***** Exercise input

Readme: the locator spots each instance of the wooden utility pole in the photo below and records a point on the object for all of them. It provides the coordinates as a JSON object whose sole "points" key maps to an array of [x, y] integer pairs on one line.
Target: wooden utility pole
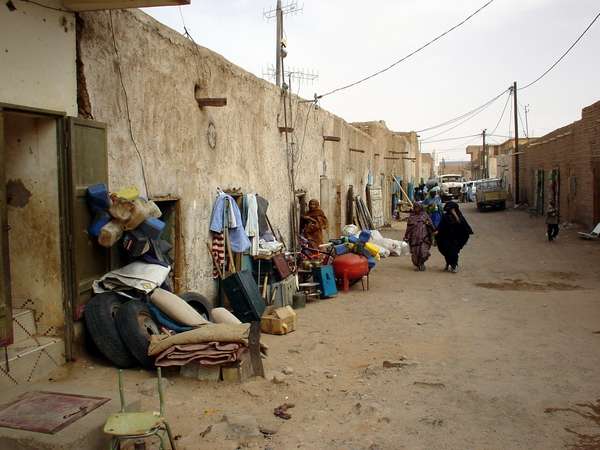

**********
***** Exercise input

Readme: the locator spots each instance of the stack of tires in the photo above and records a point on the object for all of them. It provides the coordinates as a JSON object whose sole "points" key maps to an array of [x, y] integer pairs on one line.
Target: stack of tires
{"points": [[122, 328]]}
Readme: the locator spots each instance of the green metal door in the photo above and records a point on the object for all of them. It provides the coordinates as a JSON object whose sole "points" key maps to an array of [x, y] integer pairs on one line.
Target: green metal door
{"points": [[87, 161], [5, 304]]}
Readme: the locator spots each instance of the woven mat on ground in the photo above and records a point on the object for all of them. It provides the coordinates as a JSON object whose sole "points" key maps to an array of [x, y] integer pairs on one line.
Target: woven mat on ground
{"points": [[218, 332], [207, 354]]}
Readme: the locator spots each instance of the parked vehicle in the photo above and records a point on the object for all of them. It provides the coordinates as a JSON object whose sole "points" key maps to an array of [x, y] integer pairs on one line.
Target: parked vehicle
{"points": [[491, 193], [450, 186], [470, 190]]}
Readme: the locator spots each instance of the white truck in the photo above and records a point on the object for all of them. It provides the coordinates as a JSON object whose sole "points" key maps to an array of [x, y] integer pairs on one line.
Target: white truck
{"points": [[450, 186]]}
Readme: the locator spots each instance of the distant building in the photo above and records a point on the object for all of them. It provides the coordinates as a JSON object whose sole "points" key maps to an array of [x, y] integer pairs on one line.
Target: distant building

**********
***** Exercise input

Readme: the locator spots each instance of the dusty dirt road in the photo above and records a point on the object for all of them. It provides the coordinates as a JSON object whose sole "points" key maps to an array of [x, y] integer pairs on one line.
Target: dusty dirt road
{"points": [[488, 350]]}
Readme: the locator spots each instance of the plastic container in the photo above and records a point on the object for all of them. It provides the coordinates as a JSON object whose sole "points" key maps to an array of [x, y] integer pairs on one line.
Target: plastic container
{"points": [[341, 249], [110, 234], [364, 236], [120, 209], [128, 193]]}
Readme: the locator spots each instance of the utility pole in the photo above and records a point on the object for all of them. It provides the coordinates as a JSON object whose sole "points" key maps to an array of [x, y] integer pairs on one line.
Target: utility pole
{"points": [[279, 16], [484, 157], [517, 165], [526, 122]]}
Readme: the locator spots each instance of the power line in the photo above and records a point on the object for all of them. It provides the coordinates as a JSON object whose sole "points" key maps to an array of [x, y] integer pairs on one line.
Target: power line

**********

Respond with a single number: the count of lines in the entries above that contain the string "wooden".

2